Start of MATERIAL TO PROCESS

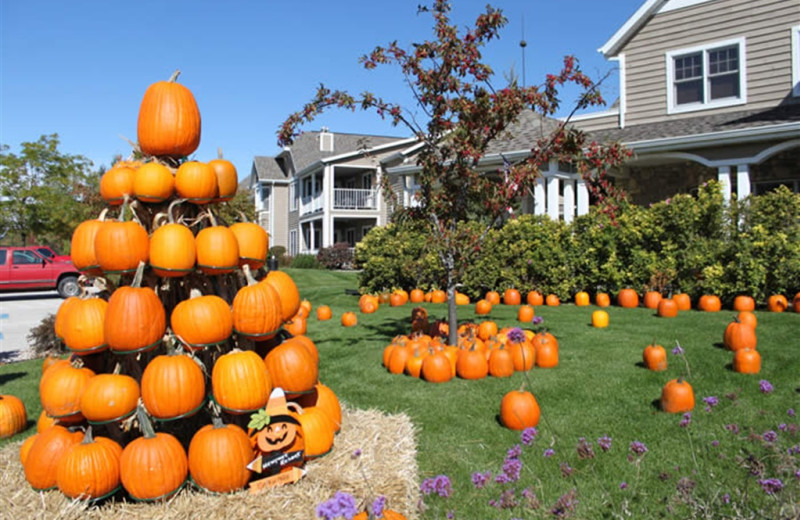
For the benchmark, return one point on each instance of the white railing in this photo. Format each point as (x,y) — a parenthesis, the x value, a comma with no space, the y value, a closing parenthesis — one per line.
(310,204)
(348,198)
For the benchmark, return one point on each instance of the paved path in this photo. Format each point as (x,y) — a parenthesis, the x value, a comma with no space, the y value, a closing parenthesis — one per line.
(19,313)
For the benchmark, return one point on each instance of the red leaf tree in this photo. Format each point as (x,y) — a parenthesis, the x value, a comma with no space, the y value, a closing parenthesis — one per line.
(464,113)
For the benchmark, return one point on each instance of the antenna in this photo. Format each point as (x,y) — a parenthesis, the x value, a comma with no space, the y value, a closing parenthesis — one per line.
(523,44)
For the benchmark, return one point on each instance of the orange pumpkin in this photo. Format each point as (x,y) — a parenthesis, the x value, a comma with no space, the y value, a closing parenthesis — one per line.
(169,120)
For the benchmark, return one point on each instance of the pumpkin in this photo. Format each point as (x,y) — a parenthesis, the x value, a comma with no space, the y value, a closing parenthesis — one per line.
(218,457)
(227,178)
(602,300)
(121,246)
(777,303)
(655,357)
(709,303)
(318,432)
(651,299)
(292,367)
(683,300)
(135,318)
(117,183)
(677,396)
(240,382)
(519,410)
(217,250)
(169,120)
(13,417)
(287,289)
(525,314)
(153,182)
(253,243)
(747,361)
(667,308)
(109,397)
(83,326)
(744,303)
(349,319)
(153,466)
(173,386)
(738,336)
(202,321)
(60,390)
(599,319)
(44,455)
(90,470)
(511,296)
(257,311)
(324,313)
(628,298)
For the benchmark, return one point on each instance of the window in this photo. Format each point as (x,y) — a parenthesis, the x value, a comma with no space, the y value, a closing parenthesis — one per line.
(796,60)
(706,77)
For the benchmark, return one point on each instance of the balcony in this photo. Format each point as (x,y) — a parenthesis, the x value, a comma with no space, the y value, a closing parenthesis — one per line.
(348,198)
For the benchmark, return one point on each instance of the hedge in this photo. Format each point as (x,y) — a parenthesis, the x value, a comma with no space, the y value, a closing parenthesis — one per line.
(688,243)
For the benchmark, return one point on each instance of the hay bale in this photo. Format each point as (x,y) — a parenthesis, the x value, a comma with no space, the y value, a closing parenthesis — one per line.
(387,466)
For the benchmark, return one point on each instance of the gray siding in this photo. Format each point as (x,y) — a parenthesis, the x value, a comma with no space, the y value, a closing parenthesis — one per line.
(765,24)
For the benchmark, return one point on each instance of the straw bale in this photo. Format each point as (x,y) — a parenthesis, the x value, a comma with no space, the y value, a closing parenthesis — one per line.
(386,466)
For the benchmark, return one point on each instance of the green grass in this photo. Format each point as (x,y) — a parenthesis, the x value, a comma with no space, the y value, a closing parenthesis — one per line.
(599,388)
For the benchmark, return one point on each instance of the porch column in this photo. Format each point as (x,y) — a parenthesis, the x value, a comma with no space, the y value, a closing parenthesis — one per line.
(583,197)
(569,200)
(724,177)
(742,181)
(552,197)
(538,196)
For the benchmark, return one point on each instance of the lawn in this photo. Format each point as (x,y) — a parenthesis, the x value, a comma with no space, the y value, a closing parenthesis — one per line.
(719,463)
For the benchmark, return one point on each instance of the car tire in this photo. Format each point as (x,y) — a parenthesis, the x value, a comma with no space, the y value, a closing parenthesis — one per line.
(68,286)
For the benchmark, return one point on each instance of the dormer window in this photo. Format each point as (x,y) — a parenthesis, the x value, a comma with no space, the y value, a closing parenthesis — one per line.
(706,77)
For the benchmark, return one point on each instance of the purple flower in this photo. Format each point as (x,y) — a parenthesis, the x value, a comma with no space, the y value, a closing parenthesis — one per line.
(377,506)
(638,448)
(604,442)
(479,479)
(528,435)
(516,335)
(342,504)
(771,485)
(439,484)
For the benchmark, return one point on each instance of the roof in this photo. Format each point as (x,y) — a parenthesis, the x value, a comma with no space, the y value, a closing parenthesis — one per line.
(744,120)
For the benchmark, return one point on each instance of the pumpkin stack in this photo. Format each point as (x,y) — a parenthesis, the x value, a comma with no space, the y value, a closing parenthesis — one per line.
(186,338)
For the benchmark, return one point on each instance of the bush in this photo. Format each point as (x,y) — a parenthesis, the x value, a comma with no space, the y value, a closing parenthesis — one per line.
(305,262)
(337,256)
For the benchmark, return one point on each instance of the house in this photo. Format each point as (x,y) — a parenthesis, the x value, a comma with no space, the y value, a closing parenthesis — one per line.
(323,190)
(708,89)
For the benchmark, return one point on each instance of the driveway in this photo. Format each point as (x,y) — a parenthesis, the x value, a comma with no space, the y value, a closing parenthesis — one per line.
(19,313)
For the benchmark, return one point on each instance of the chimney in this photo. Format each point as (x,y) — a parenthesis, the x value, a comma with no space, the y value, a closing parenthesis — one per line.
(325,140)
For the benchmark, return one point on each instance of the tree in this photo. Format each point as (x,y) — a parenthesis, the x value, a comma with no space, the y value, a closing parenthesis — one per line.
(44,193)
(465,113)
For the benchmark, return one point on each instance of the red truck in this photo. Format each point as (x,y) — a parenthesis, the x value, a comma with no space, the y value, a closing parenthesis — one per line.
(37,268)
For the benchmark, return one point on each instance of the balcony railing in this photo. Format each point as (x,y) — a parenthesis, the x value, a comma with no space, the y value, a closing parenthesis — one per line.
(348,198)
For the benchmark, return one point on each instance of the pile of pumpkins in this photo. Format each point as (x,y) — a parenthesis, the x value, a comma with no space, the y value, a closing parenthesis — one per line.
(185,338)
(482,351)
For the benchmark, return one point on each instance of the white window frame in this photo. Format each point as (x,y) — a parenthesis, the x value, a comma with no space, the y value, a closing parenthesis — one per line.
(796,61)
(707,103)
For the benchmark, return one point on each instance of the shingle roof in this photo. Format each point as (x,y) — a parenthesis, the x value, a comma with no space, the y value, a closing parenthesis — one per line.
(705,124)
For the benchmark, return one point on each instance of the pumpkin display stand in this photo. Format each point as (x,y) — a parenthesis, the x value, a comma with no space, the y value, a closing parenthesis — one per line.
(387,466)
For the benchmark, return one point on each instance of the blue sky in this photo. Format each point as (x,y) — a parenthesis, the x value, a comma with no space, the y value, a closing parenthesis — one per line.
(79,68)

End of MATERIAL TO PROCESS

- _EXERCISE DETAILS_:
Reproduce, word for word, every line starting at the line that contains "the red truck" and ending with the final line of the entries.

- _FULL OUTPUT_:
For the benchmark, return one point on each instance of the red truck in this photo. Format each point as (x,y) — a parenthesis, the x value, a comma with no space, the y value, a closing parenthesis — one per line.
(37,268)
For the benchmark, return one point on each instance of the balcony railing in this photo. Format each point as (x,y) — a parenthesis, the x value, a comma with no space, the y value, a closing parenthesis — one per line.
(348,198)
For the benchmark, return one point on each instance of the pile of pumpkins in this photo. Format each point as (x,y) — a parenthesis, the x value, a comma with no space, the y value, a closing parenthesis — one per line.
(185,338)
(482,351)
For the benchmark, return one point on each instance of the white window frame in this photo. Format each point as (x,y) — a parenthesis, the x value, a comma with no space, the y value, a closing parenthesis — one per line.
(796,61)
(707,103)
For the benchmark, return one point on each instance of the shingle roof in this photo. Format each point as (x,y) — a parenthesis, the x value, a comma with no space, the y value, a closing parenthesis — one per line.
(705,124)
For the benchmark, return one point on each instance of the pumpkin display stand in this photo. Format each point as (x,y) — a parenthesis, the x value, a comma with no space, the y value, a closing parenthesis — one per line.
(387,466)
For the benchmark, return one point on each instance of the blue sky in this photo. Format each point as (x,y) — a parenthesis, the x value, a comma with no space, the y value, a closing parenthesis — one per line.
(79,68)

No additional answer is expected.